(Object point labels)
··········

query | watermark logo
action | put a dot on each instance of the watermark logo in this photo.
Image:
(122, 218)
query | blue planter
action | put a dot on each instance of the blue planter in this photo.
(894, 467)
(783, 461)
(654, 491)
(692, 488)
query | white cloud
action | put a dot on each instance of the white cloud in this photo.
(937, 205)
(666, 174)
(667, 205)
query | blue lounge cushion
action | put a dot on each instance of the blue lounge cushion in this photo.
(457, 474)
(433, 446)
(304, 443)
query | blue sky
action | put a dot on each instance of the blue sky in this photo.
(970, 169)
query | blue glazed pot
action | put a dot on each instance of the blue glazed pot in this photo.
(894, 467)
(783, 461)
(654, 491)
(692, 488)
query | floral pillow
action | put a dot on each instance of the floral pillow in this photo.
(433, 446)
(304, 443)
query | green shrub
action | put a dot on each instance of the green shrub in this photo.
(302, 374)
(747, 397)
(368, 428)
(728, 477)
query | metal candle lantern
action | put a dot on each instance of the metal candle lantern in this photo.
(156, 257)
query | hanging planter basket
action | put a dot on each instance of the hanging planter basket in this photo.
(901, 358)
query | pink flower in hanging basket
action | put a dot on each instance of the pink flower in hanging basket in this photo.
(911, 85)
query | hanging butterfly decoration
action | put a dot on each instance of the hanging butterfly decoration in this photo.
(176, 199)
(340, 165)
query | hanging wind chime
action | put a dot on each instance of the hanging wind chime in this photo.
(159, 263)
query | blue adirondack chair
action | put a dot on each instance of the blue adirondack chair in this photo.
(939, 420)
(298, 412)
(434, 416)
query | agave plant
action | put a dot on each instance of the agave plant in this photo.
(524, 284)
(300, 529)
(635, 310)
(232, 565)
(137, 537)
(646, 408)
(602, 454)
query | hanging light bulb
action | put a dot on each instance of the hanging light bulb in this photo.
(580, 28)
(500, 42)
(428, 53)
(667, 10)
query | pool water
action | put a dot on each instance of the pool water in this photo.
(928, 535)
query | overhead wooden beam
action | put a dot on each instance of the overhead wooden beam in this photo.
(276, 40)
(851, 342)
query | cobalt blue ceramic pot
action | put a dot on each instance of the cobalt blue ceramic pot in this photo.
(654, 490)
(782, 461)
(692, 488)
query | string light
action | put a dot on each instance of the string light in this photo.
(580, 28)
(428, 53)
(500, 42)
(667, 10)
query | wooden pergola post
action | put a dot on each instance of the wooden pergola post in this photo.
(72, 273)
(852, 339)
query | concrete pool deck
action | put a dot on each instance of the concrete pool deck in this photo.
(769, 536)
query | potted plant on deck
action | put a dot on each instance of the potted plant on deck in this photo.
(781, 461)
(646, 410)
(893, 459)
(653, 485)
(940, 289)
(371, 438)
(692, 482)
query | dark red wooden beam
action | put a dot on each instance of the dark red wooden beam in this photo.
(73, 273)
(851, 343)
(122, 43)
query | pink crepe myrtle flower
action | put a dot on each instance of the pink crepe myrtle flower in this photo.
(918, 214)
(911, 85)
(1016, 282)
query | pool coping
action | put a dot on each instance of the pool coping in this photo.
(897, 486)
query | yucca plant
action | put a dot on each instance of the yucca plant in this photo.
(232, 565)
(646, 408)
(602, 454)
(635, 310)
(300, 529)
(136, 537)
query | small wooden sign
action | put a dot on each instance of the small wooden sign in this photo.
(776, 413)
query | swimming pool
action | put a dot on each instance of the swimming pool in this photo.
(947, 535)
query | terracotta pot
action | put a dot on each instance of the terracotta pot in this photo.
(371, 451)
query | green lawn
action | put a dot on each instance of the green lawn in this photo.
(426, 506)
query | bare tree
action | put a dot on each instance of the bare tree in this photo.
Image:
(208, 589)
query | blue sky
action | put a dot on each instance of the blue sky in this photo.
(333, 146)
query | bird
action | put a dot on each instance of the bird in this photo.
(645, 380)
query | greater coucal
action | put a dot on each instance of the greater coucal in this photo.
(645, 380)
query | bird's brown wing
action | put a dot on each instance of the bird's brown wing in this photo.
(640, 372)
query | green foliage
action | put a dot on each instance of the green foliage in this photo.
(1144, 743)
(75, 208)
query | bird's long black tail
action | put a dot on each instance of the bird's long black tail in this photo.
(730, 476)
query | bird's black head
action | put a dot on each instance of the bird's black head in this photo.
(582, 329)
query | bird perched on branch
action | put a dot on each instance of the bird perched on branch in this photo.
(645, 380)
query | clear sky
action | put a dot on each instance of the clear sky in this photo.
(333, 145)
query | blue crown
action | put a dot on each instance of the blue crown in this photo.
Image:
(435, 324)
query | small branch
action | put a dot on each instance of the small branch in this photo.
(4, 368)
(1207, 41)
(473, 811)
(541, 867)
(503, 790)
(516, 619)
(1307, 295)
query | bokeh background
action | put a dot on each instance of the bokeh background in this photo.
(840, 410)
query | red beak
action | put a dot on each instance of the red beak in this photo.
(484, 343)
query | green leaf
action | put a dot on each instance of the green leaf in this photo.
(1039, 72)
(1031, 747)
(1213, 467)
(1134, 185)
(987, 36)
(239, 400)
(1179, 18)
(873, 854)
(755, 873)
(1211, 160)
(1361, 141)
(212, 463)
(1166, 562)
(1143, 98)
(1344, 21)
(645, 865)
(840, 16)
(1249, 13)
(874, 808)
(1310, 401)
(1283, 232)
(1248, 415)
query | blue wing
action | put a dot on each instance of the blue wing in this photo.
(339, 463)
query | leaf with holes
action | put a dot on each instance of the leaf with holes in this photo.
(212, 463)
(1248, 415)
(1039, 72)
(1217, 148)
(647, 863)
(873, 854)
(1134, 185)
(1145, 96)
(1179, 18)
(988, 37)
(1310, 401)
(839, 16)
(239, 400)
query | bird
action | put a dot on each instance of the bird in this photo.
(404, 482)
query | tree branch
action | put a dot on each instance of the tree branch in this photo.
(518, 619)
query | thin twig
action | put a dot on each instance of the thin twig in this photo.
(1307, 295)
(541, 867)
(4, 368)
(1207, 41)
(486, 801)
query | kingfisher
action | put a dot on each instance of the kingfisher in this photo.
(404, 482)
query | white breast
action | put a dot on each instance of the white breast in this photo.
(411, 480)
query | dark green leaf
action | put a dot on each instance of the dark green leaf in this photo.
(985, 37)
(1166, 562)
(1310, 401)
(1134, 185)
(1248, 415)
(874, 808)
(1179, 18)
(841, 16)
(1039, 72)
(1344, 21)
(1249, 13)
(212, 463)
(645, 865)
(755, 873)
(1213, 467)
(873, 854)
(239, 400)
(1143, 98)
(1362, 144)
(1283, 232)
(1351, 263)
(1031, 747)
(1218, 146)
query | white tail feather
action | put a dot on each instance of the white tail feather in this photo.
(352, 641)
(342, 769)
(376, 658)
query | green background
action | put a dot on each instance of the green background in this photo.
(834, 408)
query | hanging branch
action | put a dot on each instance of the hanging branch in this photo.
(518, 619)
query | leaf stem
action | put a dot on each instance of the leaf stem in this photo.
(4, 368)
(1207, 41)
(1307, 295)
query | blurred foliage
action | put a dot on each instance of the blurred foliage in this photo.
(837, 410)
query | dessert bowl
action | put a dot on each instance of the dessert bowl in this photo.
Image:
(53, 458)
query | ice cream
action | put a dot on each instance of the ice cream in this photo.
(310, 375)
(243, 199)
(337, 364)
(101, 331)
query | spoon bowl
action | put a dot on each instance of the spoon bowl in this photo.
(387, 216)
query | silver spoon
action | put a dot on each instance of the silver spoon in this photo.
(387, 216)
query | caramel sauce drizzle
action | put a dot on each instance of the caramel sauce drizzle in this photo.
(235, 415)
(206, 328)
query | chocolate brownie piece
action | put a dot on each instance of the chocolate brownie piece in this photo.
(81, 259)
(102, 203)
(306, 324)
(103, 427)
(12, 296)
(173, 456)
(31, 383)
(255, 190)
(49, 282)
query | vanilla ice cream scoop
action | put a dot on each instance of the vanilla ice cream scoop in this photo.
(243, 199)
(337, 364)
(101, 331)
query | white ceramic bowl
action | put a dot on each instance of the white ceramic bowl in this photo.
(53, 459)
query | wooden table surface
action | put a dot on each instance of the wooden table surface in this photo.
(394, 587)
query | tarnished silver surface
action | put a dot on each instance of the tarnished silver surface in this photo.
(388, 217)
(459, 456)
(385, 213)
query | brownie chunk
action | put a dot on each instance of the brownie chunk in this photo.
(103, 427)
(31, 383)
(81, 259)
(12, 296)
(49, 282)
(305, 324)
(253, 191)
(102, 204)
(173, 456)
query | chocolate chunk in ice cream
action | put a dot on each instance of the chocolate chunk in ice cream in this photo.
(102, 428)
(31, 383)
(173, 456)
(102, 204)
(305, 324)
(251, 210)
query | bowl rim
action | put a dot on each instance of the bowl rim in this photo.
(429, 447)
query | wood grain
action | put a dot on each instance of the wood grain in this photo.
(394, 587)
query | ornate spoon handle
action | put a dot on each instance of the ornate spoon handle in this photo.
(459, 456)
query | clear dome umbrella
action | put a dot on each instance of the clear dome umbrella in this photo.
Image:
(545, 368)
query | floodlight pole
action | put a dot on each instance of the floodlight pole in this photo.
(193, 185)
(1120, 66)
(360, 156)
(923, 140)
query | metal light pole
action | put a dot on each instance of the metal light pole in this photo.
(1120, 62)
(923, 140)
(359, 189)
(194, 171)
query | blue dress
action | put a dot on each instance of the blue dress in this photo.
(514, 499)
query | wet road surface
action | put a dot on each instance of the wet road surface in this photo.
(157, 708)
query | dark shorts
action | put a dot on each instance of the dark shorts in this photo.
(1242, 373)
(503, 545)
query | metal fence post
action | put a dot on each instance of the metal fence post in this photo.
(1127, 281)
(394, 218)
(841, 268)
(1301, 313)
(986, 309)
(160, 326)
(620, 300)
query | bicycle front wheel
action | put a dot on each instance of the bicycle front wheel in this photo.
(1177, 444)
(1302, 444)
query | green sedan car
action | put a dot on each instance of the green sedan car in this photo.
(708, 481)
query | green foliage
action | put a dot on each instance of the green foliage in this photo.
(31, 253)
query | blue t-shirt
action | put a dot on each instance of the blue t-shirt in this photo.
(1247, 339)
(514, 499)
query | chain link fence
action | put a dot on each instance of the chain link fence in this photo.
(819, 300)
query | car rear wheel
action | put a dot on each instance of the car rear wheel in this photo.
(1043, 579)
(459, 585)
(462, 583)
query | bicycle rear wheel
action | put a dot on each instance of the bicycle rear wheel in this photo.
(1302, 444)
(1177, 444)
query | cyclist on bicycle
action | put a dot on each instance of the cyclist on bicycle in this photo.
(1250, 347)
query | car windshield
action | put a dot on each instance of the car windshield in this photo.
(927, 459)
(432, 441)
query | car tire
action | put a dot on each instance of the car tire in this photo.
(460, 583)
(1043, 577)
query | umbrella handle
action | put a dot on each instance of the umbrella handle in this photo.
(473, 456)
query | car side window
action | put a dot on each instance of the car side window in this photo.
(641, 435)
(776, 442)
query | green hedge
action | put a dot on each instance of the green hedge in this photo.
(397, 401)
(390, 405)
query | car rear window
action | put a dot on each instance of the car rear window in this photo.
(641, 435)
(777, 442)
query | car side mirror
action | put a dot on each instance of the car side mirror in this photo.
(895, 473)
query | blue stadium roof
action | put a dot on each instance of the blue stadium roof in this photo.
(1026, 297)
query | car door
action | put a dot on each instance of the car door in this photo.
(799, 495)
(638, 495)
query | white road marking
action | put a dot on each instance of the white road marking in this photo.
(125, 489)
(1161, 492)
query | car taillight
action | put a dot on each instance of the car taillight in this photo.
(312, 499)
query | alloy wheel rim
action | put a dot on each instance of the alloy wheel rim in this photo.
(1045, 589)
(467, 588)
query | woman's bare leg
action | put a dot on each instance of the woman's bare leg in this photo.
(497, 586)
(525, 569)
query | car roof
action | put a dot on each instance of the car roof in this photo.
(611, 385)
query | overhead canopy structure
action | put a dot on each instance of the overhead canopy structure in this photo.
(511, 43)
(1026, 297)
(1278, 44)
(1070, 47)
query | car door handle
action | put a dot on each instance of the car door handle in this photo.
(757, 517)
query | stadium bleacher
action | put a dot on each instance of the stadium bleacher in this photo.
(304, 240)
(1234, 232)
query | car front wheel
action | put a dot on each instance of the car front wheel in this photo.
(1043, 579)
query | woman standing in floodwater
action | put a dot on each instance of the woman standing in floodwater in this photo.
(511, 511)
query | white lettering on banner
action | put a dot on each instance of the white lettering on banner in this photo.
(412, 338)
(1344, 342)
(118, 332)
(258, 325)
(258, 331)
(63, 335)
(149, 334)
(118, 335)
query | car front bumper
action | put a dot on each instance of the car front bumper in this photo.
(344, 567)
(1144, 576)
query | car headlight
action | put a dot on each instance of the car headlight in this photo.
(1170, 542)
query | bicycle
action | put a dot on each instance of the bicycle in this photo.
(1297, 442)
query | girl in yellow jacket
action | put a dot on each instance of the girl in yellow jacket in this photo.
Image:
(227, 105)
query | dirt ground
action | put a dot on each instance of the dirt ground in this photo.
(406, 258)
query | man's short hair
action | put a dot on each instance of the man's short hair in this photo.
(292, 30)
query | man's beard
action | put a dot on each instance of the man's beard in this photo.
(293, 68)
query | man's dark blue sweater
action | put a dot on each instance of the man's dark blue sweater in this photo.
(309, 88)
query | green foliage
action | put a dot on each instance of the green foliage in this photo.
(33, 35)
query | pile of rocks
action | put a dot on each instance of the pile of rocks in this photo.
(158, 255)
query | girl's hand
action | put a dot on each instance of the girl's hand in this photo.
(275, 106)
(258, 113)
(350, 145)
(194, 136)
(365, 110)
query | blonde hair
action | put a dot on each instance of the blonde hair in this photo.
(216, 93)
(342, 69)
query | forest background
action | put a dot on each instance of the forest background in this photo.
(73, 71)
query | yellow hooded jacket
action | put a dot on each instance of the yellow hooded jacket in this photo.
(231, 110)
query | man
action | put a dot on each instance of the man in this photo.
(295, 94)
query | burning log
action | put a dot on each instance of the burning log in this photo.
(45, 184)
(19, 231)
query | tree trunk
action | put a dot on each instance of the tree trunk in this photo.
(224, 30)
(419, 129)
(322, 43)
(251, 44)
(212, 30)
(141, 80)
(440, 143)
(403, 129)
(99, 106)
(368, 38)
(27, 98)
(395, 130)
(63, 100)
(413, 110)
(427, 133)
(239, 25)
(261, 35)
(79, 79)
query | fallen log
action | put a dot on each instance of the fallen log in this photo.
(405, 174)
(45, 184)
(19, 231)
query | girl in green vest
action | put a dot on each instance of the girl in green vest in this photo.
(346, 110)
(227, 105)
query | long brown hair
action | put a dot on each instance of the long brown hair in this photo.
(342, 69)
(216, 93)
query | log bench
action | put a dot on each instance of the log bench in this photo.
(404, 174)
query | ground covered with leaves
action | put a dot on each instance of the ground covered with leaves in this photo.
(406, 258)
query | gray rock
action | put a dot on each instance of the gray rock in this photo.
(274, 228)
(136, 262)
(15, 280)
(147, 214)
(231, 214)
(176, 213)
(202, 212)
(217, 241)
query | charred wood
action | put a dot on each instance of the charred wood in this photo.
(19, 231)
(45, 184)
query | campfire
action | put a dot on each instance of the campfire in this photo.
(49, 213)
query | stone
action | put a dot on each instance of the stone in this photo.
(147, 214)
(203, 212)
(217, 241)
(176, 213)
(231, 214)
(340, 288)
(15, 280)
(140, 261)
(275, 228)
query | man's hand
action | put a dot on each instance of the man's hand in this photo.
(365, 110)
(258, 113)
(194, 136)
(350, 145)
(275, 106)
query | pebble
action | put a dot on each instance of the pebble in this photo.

··········

Write out exactly the final stretch of the records: the line containing "query | ground covered with leaves" and every line after it, through the last, and nothing else.

### Response
query | ground covered with leaves
action | put a dot on each instance of the ground covered with leaves in this photo.
(406, 258)
query | gray rock
action | put a dot on each instance of the gray rock in this photo.
(274, 228)
(136, 262)
(15, 280)
(147, 214)
(231, 214)
(176, 213)
(202, 212)
(217, 241)
query | charred wood
action | put a dot on each instance of the charred wood in this photo.
(19, 231)
(45, 184)
query | campfire
action | put a dot on each instance of the campfire in this photo.
(49, 213)
query | stone
action | put a dot on each instance of the stone in this photo.
(147, 214)
(203, 212)
(217, 241)
(176, 213)
(231, 214)
(340, 288)
(15, 280)
(140, 261)
(275, 228)
query | man's hand
action | put a dot on each instance of the man's hand in this photo.
(365, 110)
(258, 113)
(194, 136)
(350, 145)
(275, 106)
query | pebble
action | put a dot on each instance of the pebble in this photo.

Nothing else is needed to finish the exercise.